----- RECORDS SHOWN

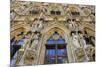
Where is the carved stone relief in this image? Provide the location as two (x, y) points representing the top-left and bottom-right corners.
(15, 49), (24, 64)
(24, 48), (36, 65)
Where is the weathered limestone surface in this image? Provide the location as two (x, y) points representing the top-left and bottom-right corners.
(10, 1), (95, 66)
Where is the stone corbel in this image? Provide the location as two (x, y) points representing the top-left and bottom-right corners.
(85, 45), (95, 61)
(75, 48), (86, 62)
(23, 48), (36, 65)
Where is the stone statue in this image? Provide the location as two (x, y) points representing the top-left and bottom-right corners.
(37, 20), (43, 32)
(15, 4), (29, 15)
(31, 33), (39, 50)
(90, 14), (95, 24)
(34, 20), (43, 33)
(72, 33), (80, 50)
(71, 19), (76, 30)
(78, 33), (87, 48)
(32, 19), (38, 32)
(69, 22), (73, 31)
(90, 36), (95, 46)
(67, 19), (74, 31)
(75, 23), (79, 31)
(78, 31), (90, 61)
(22, 35), (30, 48)
(71, 19), (79, 31)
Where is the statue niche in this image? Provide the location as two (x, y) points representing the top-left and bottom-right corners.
(31, 32), (40, 50)
(34, 18), (44, 33)
(78, 31), (87, 48)
(71, 31), (80, 50)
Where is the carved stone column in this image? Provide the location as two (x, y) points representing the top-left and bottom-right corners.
(15, 49), (24, 65)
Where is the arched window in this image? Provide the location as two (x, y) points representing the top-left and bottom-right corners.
(51, 11), (55, 15)
(56, 11), (61, 15)
(50, 11), (61, 15)
(45, 32), (68, 64)
(30, 9), (39, 15)
(47, 37), (65, 45)
(47, 32), (65, 45)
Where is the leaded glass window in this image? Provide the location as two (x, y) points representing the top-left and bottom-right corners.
(45, 32), (68, 64)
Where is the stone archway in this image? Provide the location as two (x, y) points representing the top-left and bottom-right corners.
(36, 26), (74, 64)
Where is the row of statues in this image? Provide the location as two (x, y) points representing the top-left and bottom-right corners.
(10, 16), (95, 65)
(71, 31), (87, 50)
(11, 17), (95, 53)
(10, 17), (44, 61)
(71, 31), (95, 61)
(71, 31), (89, 61)
(67, 19), (80, 32)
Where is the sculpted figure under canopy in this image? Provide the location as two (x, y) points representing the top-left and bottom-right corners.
(34, 19), (44, 33)
(71, 32), (80, 50)
(71, 19), (79, 31)
(31, 33), (39, 50)
(78, 32), (87, 48)
(67, 19), (74, 31)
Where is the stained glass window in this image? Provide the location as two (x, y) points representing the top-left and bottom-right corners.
(45, 32), (68, 64)
(47, 32), (65, 45)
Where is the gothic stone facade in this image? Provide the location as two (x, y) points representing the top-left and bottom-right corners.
(10, 1), (95, 67)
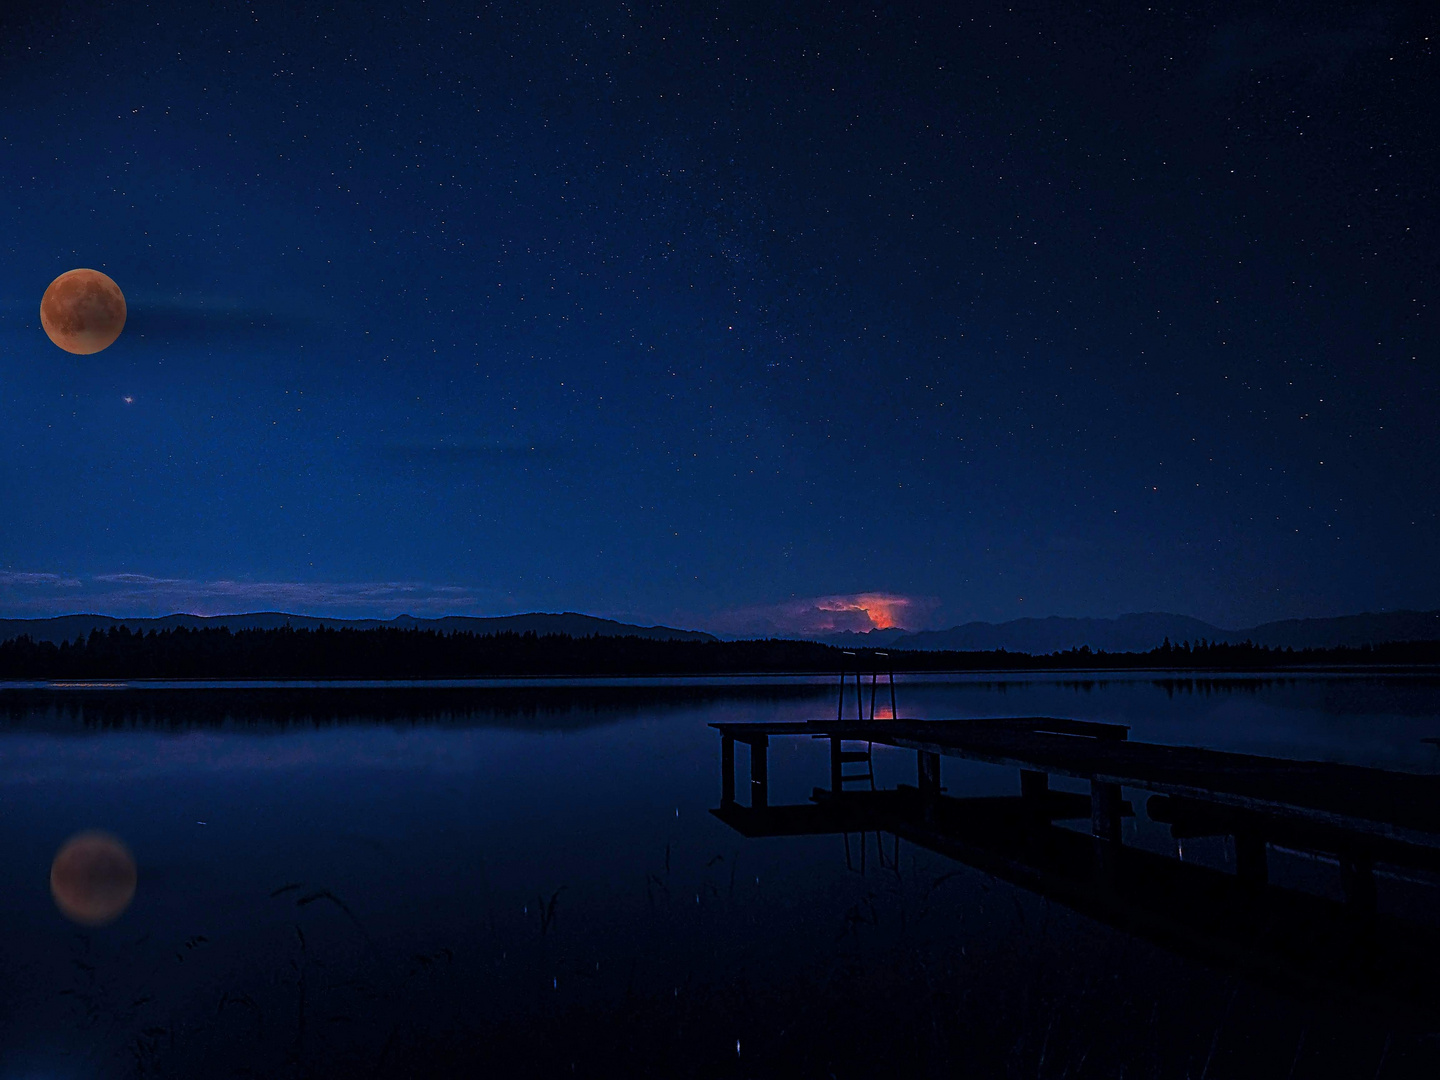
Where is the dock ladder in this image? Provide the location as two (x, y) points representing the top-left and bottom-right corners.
(831, 651), (898, 791)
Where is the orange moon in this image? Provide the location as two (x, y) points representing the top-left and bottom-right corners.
(40, 269), (127, 354)
(50, 831), (137, 926)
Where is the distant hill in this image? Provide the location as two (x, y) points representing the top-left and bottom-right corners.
(8, 607), (1439, 656)
(890, 613), (1221, 654)
(1240, 610), (1440, 650)
(0, 611), (715, 646)
(890, 610), (1440, 653)
(813, 628), (914, 648)
(6, 626), (1440, 681)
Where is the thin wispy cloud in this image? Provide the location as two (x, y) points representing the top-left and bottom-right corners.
(0, 571), (504, 618)
(708, 592), (939, 638)
(0, 571), (83, 588)
(0, 728), (492, 787)
(0, 293), (311, 340)
(125, 294), (315, 342)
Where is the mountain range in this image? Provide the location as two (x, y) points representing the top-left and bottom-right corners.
(0, 611), (716, 646)
(4, 608), (1440, 655)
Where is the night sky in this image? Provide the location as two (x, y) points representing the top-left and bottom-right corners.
(0, 2), (1435, 635)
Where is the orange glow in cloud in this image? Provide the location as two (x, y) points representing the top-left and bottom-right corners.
(706, 592), (939, 638)
(814, 593), (912, 631)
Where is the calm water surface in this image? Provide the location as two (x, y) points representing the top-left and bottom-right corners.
(3, 672), (1440, 1078)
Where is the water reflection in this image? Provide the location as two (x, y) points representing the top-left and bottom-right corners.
(3, 676), (1440, 1076)
(50, 830), (136, 925)
(713, 713), (1440, 1023)
(0, 680), (837, 732)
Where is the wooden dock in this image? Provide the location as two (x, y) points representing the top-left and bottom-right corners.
(711, 717), (1440, 873)
(711, 720), (1440, 1013)
(710, 714), (1440, 1014)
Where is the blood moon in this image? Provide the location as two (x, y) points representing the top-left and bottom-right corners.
(50, 831), (137, 926)
(40, 268), (127, 354)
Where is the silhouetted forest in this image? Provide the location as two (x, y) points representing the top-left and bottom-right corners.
(2, 625), (1440, 679)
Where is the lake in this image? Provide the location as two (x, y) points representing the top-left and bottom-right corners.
(3, 672), (1440, 1078)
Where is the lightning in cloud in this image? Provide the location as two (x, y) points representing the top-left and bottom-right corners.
(707, 592), (938, 638)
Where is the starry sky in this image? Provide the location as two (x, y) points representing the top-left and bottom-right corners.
(0, 1), (1435, 635)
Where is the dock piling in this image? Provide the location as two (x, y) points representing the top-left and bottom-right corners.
(1020, 769), (1049, 803)
(918, 751), (941, 820)
(1340, 853), (1376, 916)
(1235, 832), (1267, 888)
(721, 735), (736, 806)
(750, 734), (769, 808)
(1091, 780), (1123, 845)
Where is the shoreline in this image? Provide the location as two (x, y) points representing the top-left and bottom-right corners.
(4, 665), (1440, 691)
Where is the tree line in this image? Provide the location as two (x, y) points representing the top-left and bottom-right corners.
(1, 625), (1439, 679)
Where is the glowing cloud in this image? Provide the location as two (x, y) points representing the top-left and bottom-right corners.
(709, 592), (938, 638)
(812, 593), (914, 631)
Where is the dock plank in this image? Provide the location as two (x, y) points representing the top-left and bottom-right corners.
(712, 717), (1440, 847)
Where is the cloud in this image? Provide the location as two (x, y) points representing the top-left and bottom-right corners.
(0, 571), (504, 618)
(93, 573), (183, 585)
(122, 296), (314, 342)
(0, 293), (313, 342)
(0, 571), (82, 587)
(0, 728), (494, 787)
(708, 592), (939, 638)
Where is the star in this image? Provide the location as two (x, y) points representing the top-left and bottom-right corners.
(123, 396), (134, 404)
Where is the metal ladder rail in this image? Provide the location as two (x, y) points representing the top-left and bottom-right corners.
(836, 653), (902, 873)
(835, 651), (879, 789)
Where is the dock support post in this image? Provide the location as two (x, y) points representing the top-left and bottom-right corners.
(1235, 832), (1267, 888)
(1020, 770), (1049, 813)
(721, 735), (736, 806)
(750, 735), (769, 809)
(1091, 779), (1123, 880)
(1340, 853), (1376, 916)
(831, 736), (843, 793)
(1090, 780), (1123, 845)
(918, 751), (941, 821)
(917, 751), (941, 792)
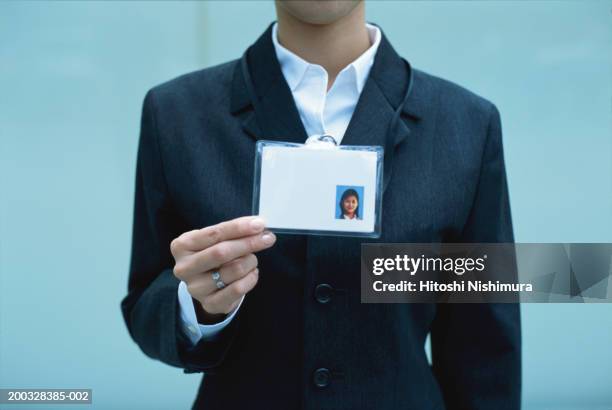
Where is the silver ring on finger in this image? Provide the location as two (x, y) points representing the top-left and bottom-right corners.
(211, 270), (226, 290)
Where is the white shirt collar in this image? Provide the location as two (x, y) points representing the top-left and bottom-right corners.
(271, 22), (381, 94)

----------

ABOUT THIS TASK: Set down each entry above word for word, without its pictures.

RESULT FOR THIS TASK:
Where is the carved stone relief in this image? Provide the location as two (x, y) points representing the top-left and bottom-right corners.
(15, 49), (24, 64)
(24, 48), (36, 65)
Where is the weathered limestone surface in this image? Provide the location as two (x, y) points representing the top-left and bottom-right corners.
(10, 1), (95, 66)
Where is the stone corbel in this image? Provide the location as two (x, y) points representing the top-left and bottom-right corners.
(85, 45), (95, 61)
(75, 48), (86, 62)
(23, 48), (36, 65)
Where is the stone statue in this image? Provide the location as two (x, y) points representing the top-left and bottom-right corners.
(37, 20), (43, 32)
(15, 4), (29, 15)
(31, 33), (39, 50)
(90, 14), (95, 24)
(34, 20), (43, 33)
(72, 33), (80, 50)
(71, 19), (76, 30)
(78, 33), (87, 48)
(32, 19), (38, 32)
(69, 22), (73, 31)
(90, 36), (95, 46)
(67, 19), (74, 31)
(75, 23), (79, 31)
(78, 31), (90, 61)
(22, 35), (30, 48)
(71, 19), (79, 31)
Where is the statue niche in this image? Provide the location as two (x, y) points representing the top-left and bottom-right corners.
(31, 32), (40, 50)
(34, 18), (44, 33)
(78, 31), (87, 48)
(71, 31), (80, 50)
Where is the carved stone column in this image? Provide the location as two (x, y) points representing the top-left and bottom-right corners.
(15, 49), (24, 65)
Where is the arched window in this image? Provide the location as two (x, y) points representing the top-left and bottom-right corners.
(51, 11), (55, 15)
(56, 11), (61, 15)
(50, 11), (61, 15)
(45, 32), (68, 64)
(30, 9), (39, 15)
(47, 37), (65, 45)
(47, 32), (65, 45)
Where is the leaded glass window in this image? Provide the location as two (x, y) points representing the top-left and bottom-right corners.
(45, 32), (68, 64)
Where is the stone archway in this image? Provide the location as two (x, y) points representing the top-left and bottom-right corners.
(36, 26), (74, 64)
Where is the row of statues in this image? Provide the location as two (x, y) points representing the top-left and bottom-right corners.
(10, 16), (95, 65)
(71, 31), (87, 50)
(11, 17), (95, 53)
(10, 17), (44, 61)
(71, 31), (95, 61)
(71, 31), (89, 61)
(67, 19), (80, 32)
Where is the sculpted figure under canopy in this image? Provide the location as two (x, y) points representing the top-left and bottom-right corners.
(34, 19), (44, 33)
(71, 32), (80, 50)
(71, 19), (79, 31)
(31, 33), (39, 50)
(78, 32), (87, 48)
(67, 19), (74, 31)
Where is the stained glass window in this image? Provide the location as two (x, y) points representing the top-left and bottom-right corners.
(45, 32), (68, 64)
(47, 32), (65, 45)
Where is the gothic stone facade in this image? Provide the location as two (x, y) points representing the top-left and bottom-right corners.
(10, 1), (95, 67)
Where is the dock ladder in this image? Provide the location as two (x, y) points representing the top-left and bottom-right corners.
(831, 651), (898, 791)
Where is the orange moon in this image? Provide the location as two (x, y) points representing the top-left and bottom-right corners.
(40, 269), (127, 354)
(50, 831), (137, 926)
Where is the distant hill in this image? Provide the location as two (x, y) points representing the top-left and bottom-right corners.
(8, 607), (1439, 656)
(890, 613), (1221, 654)
(1240, 610), (1440, 650)
(0, 611), (715, 646)
(890, 610), (1440, 653)
(813, 628), (914, 648)
(6, 626), (1440, 681)
Where is the thin wispy cloud in this image? Provide the location as two (x, y) points representing the top-left and bottom-right corners.
(0, 571), (504, 618)
(708, 592), (939, 638)
(0, 571), (83, 588)
(0, 728), (492, 787)
(0, 293), (311, 340)
(125, 294), (315, 342)
Where is the mountain range in this image? Provide the location as two (x, y) points representing the top-left and bottom-right corners.
(0, 611), (716, 646)
(4, 608), (1440, 655)
Where is the night sky in this image? Provide the location as two (x, y) points representing the top-left and bottom-right corners.
(0, 2), (1435, 635)
Where is the orange glow in cloud in this image? Provide the location as two (x, y) points representing the top-left and bottom-right corners.
(706, 592), (939, 638)
(814, 593), (912, 631)
Where is the calm water surface in this image? Provide the location as two (x, y) points representing the top-left and bottom-right corners.
(3, 672), (1440, 1078)
Where is the water reflection in this image? Provide the location as two (x, y) points representing the top-left and bottom-right corners.
(3, 676), (1440, 1076)
(50, 830), (136, 925)
(713, 713), (1440, 1023)
(0, 680), (837, 732)
Where is the wooden dock in this image? Provide the location as two (x, y) points representing the top-left and bottom-right corners.
(711, 717), (1440, 873)
(711, 720), (1440, 1013)
(710, 714), (1440, 1014)
Where is the blood moon in this image? Provide the location as two (x, y) points representing the top-left and bottom-right corners.
(50, 831), (137, 926)
(40, 268), (127, 354)
Where is the silhouetted forest in this image? Provide the location as two (x, y) points representing the top-left and bottom-right corners.
(2, 625), (1440, 679)
Where is the lake in this image? Provide the location as two (x, y) points representing the top-left and bottom-right corners.
(3, 672), (1440, 1078)
Where is the lightning in cloud in this image? Provide the location as two (x, y) points representing the top-left and bottom-right corners.
(707, 592), (938, 638)
Where is the starry sky in this image? Provide the location as two (x, y) points representing the top-left and bottom-right corners.
(0, 1), (1435, 635)
Where is the dock piling in this image? Provide the location as two (x, y) points representing the top-left and bottom-right corners.
(1020, 769), (1049, 803)
(918, 751), (941, 820)
(1340, 853), (1376, 916)
(1235, 832), (1267, 888)
(721, 735), (736, 806)
(750, 734), (769, 808)
(1091, 780), (1123, 845)
Where is the shoreline in this image? Provide the location as two (x, y) points representing the top-left and bottom-right corners.
(4, 665), (1440, 691)
Where is the tree line in this image? Provide the location as two (x, y) points representing the top-left and bottom-right corners.
(1, 625), (1439, 679)
Where is the glowing cloud in this image? Provide the location as two (x, y) points representing the top-left and bottom-right corners.
(709, 592), (938, 638)
(812, 593), (914, 631)
Where is the dock plank in this image? Provide the location as two (x, y) points representing the top-left and bottom-right corners.
(712, 717), (1440, 847)
Where is the cloud in this image? Provide the location as two (x, y) points representing the top-left and bottom-right corners.
(0, 571), (504, 618)
(93, 573), (183, 585)
(122, 296), (314, 342)
(0, 293), (313, 342)
(0, 571), (82, 587)
(0, 728), (494, 787)
(708, 592), (939, 638)
Where is the star in this image? Provide the location as two (x, y) points representing the top-left and bottom-right corners.
(123, 396), (134, 404)
Where is the metal ladder rail in this image? Provide the location as two (x, y) points representing the top-left and bottom-right corners.
(836, 653), (902, 873)
(835, 651), (879, 789)
Where is the dock support post in this image? Provide the location as two (x, y) points representing the top-left and bottom-right corners.
(1235, 832), (1267, 888)
(1020, 770), (1049, 813)
(721, 735), (736, 806)
(750, 735), (769, 809)
(1091, 779), (1123, 880)
(1340, 853), (1376, 916)
(831, 736), (843, 793)
(1090, 780), (1123, 845)
(918, 751), (941, 821)
(917, 751), (941, 792)
Where is the silver ring on finger in this image? Provide the location as two (x, y) points representing the top-left and bottom-right corners.
(211, 270), (226, 290)
Where is the white shirt collar in this image? Provide the location as two (x, y) points representing the top-left and bottom-right corners.
(271, 22), (381, 94)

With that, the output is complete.